→ **PROBLEM**: Reproduce the entire blog post below, on Broderick Hunter and a ninth-grade job managing a basketball team, word for word.

→ **READING PASSAGE**:

* Start *

Before you get all lovey-dovey and swoon over Hunk of the Day Broderick Hunter, here’s a little tidbit of information that might tip the scale to bitterness and envy (and let’s not even talk of what’s tipping my scale these days, cause it’s too much): Mr. Hunter doesn’t work out. He plays some basketball and goes on a jog once in a while. In the words of Madonna, that’s one of life’s little fuck-overs. Unless you’re Mr. Hunter, then it’s nothing but a blessing. The rest of us mere mortals can only sigh. Congrats to Mr. Hunter on being named Hunk of the Day!
It might surprise some of you to know that I once dabbled in basketball. Stop shaking your heads in disbelief, it happened. I may not be your average basketball player, being about half the height of most basketball players, and to be honest I didn’t actually play the sport, but I was a “manager” for the girls’ basketball team at Amsterdam High School. Junior Varsity, of course. It was in ninth grade, and by “manager” it meant bookkeeper and scorekeeper, though in the end I turned out to be more of a cheerleader and entertainment-provider than anything else.
I still remember when Kate and Missy approached me in the hall and asked if it was something I would consider doing. I didn’t know if it was their idea of a joke, nor did I know the first thing about basketball, but I accepted because I wanted to add to my extra-curriculum activities to get into a good college. Yes, I was fun like that. Still am.
I suppose part of it was that I was starting to feel lonely, and the reaching out of a friend or two meant a lot.
On the radio, Billy Joel sang, ‘We Didn’t Start the FIre’ and it seemed the perfect catch-phrase for a fourteen-year-old at any point in time, when blame was all we had and the beginning of adolescent angst settled in.
Back to basketball. I got to attend the games at home and, more excitingly, away, when we’d board a bus and I’d be the only guy in a pool of girls and feel perfectly safe and happy. Even back then, I was one of the girls, and I relished the role and trust implicit in my accepted presence there. Missy was the other manager for the Junior Varsity team, and she had done it all before. Thank God, because I had no clue what was going on.

* End *

→ **DATA SHOWN**:

* Start *

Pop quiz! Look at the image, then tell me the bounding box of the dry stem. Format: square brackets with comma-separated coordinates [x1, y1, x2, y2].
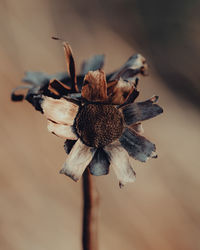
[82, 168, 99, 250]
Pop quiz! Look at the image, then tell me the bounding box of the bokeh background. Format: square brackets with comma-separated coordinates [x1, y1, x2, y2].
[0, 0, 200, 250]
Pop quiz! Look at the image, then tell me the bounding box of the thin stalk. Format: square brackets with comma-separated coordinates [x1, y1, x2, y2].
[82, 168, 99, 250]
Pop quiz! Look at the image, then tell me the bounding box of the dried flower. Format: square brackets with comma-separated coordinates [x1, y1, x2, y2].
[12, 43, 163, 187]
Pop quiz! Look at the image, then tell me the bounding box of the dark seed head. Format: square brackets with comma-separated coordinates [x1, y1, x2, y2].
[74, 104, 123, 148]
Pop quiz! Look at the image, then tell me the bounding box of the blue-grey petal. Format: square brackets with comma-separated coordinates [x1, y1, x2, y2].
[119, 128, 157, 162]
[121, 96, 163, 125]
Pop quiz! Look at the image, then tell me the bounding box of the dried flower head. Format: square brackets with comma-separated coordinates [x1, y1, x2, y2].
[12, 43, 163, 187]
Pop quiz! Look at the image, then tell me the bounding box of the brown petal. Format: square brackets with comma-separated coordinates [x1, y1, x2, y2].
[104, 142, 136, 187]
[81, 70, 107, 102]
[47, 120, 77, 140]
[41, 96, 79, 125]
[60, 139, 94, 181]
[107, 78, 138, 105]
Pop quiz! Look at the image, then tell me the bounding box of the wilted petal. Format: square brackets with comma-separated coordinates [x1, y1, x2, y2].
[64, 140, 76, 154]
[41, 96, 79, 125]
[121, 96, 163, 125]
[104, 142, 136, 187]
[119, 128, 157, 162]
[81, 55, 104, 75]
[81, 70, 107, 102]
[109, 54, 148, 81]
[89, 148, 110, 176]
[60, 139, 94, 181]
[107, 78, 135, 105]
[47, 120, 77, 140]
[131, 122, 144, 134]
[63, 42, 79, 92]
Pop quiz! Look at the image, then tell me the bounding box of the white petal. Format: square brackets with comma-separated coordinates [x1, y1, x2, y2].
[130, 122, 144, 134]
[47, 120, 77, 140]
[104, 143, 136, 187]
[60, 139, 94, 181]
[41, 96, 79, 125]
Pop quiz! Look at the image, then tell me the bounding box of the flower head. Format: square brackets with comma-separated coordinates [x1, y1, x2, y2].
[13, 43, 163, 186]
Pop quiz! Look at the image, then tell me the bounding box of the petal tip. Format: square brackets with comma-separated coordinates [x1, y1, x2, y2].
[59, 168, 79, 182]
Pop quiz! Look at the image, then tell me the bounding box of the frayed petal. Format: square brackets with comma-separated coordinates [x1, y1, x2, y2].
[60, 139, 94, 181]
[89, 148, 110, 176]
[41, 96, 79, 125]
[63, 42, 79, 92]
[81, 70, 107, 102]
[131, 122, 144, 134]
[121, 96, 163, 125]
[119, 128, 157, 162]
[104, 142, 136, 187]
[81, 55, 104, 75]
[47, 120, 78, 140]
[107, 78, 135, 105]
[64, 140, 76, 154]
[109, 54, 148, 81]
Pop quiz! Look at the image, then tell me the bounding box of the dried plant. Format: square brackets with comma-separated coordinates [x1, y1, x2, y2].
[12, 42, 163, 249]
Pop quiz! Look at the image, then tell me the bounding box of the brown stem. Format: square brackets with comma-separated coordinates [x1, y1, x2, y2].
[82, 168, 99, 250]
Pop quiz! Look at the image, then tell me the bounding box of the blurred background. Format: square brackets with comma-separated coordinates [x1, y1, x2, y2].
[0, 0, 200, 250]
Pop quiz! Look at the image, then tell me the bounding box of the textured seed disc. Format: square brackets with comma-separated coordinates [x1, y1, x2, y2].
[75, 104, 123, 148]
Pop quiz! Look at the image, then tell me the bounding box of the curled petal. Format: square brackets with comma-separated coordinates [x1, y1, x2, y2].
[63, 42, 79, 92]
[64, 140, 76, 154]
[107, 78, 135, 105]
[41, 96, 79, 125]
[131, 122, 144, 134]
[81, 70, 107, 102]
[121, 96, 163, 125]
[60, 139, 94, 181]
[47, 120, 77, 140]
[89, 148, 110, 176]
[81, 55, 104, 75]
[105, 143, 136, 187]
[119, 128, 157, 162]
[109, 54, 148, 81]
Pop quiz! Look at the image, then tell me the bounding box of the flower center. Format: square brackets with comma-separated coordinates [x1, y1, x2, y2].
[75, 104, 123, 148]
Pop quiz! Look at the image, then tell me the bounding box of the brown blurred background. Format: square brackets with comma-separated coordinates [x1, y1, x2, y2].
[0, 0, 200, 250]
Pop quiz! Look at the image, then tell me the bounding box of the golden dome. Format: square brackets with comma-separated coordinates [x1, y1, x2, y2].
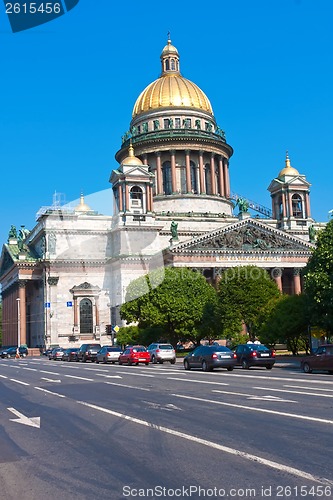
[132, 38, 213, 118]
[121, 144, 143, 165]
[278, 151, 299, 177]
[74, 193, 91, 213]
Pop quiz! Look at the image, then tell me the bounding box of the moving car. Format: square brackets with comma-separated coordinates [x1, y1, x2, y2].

* End *

→ **SOLUTION**:
Before you get all lovey-dovey and swoon over Hunk of the Day Broderick Hunter, here’s a little tidbit of information that might tip the scale to bitterness and envy (and let’s not even talk of what’s tipping my scale these days, cause it’s too much): Mr. Hunter doesn’t work out. He plays some basketball and goes on a jog once in a while. In the words of Madonna, that’s one of life’s little fuck-overs. Unless you’re Mr. Hunter, then it’s nothing but a blessing. The rest of us mere mortals can only sigh. Congrats to Mr. Hunter on being named Hunk of the Day!
It might surprise some of you to know that I once dabbled in basketball. Stop shaking your heads in disbelief, it happened. I may not be your average basketball player, being about half the height of most basketball players, and to be honest I didn’t actually play the sport, but I was a “manager” for the girls’ basketball team at Amsterdam High School. Junior Varsity, of course. It was in ninth grade, and by “manager” it meant bookkeeper and scorekeeper, though in the end I turned out to be more of a cheerleader and entertainment-provider than anything else.
I still remember when Kate and Missy approached me in the hall and asked if it was something I would consider doing. I didn’t know if it was their idea of a joke, nor did I know the first thing about basketball, but I accepted because I wanted to add to my extra-curriculum activities to get into a good college. Yes, I was fun like that. Still am.
I suppose part of it was that I was starting to feel lonely, and the reaching out of a friend or two meant a lot.
On the radio, Billy Joel sang, ‘We Didn’t Start the FIre’ and it seemed the perfect catch-phrase for a fourteen-year-old at any point in time, when blame was all we had and the beginning of adolescent angst settled in.
Back to basketball. I got to attend the games at home and, more excitingly, away, when we’d board a bus and I’d be the only guy in a pool of girls and feel perfectly safe and happy. Even back then, I was one of the girls, and I relished the role and trust implicit in my accepted presence there. Missy was the other manager for the Junior Varsity team, and she had done it all before. Thank God, because I had no clue what was going on.